**PROBLEM TO WORK ON**
In the article on episode 9 of the web series "One," translate this sentence into Spanish: "Bailey, Burton and Vermillion are 2020 Yale School of Drama graduates."

‘One’ Episode 9: Yale Cab members talk collaborative leadership amid health and racial crises

7.8.20
Laurie Gomez YC '22
Tulsa Race Riot Inflames 1921 (Wikimedia Commons)

In episode #9 of the Yale Schwarzman Center web series, O​ne, Estefani Castro interviews Zachry Bailey, Brandon Burton, Alex Vermillion, and Jaime Totti on their experience leading the Yale Cabaret and its foray into radio, recalling the 1921 Tulsa race massacre as a response to both the current pandemic and systemic racial injustice. Bailey, Burton and Vermillion are 2020 Yale School of Drama graduates. Totti is a 2020 graduate of both Yale School of Drama and Yale School of Management.

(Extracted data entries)
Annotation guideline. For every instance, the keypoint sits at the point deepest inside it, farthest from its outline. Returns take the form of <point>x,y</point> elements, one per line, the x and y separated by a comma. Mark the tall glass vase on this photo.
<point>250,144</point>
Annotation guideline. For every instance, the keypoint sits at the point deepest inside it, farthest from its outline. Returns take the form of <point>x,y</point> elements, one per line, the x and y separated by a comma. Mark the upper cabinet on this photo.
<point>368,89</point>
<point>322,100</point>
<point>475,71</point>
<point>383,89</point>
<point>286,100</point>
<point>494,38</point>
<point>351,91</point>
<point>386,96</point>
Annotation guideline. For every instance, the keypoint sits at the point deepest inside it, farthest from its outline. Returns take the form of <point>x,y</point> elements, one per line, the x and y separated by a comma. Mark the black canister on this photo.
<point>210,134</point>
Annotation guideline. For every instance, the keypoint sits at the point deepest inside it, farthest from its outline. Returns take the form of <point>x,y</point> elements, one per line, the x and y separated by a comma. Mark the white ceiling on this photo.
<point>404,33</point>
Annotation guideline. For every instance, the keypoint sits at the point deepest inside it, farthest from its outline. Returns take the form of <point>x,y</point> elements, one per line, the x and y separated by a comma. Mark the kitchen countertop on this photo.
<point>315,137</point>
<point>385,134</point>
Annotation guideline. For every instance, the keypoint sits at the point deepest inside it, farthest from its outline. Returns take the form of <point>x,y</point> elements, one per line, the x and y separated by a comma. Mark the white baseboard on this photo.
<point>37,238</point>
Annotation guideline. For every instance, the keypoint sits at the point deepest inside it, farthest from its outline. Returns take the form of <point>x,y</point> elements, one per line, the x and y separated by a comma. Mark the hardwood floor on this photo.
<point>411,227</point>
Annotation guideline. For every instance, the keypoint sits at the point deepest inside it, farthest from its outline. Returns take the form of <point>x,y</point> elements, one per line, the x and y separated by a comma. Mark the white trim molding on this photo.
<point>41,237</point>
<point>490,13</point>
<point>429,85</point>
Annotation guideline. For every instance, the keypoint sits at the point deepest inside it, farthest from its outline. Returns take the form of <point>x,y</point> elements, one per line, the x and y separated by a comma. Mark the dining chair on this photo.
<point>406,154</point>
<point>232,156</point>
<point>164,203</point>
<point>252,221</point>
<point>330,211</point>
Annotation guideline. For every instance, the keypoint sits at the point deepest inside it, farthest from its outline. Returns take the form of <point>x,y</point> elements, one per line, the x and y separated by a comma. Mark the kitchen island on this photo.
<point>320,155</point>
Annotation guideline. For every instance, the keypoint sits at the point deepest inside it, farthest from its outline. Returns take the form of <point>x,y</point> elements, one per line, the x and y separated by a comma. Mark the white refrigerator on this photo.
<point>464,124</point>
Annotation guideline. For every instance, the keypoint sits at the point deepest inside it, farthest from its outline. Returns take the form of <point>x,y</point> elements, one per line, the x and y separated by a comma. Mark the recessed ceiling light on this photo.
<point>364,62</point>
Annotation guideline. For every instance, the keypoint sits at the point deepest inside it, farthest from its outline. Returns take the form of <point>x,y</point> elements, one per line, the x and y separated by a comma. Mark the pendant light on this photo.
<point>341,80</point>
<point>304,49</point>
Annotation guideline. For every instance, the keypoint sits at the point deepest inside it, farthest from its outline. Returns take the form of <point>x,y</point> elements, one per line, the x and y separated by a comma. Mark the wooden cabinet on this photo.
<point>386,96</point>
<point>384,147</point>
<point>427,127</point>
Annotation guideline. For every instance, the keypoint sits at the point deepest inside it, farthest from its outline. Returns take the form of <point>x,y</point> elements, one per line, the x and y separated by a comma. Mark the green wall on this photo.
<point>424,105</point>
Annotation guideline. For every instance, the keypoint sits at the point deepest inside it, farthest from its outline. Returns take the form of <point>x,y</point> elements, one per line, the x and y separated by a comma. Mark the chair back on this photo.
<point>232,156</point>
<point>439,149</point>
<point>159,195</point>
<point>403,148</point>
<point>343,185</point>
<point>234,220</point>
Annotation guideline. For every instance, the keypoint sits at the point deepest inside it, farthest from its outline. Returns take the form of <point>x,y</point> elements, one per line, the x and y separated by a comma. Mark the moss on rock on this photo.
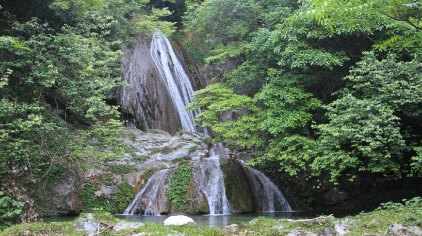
<point>238,190</point>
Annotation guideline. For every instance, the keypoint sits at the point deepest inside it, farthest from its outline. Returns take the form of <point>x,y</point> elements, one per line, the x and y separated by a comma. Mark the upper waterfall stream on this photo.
<point>206,170</point>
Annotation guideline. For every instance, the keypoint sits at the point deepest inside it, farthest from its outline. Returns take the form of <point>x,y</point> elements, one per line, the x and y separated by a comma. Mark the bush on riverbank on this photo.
<point>390,218</point>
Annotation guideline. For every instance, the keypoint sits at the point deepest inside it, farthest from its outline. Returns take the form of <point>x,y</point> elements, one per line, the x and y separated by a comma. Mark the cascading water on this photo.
<point>175,78</point>
<point>206,172</point>
<point>151,200</point>
<point>208,176</point>
<point>269,197</point>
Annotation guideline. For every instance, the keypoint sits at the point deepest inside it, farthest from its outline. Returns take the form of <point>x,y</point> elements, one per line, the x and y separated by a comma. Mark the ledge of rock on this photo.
<point>179,220</point>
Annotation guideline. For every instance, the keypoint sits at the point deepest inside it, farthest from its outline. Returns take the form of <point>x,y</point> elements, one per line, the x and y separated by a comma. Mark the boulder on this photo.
<point>179,220</point>
<point>233,228</point>
<point>237,186</point>
<point>128,225</point>
<point>399,230</point>
<point>87,222</point>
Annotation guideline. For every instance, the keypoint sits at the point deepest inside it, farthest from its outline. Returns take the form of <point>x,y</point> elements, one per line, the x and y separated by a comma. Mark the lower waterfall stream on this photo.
<point>151,200</point>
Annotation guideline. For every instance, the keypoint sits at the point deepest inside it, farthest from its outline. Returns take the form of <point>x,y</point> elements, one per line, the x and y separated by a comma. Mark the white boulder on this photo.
<point>179,220</point>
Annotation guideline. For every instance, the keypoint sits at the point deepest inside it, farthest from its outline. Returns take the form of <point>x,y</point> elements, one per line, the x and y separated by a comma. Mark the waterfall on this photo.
<point>269,197</point>
<point>207,173</point>
<point>175,78</point>
<point>152,199</point>
<point>208,176</point>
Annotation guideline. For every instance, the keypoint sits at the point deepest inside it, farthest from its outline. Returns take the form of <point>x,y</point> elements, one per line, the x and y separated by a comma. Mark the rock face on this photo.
<point>179,220</point>
<point>138,180</point>
<point>145,100</point>
<point>399,230</point>
<point>128,225</point>
<point>88,223</point>
<point>238,188</point>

**RESPONSE AREA**
Bailey, Burton y Vermillion son egresados de la Yale School of Drama de la promoción de 2020.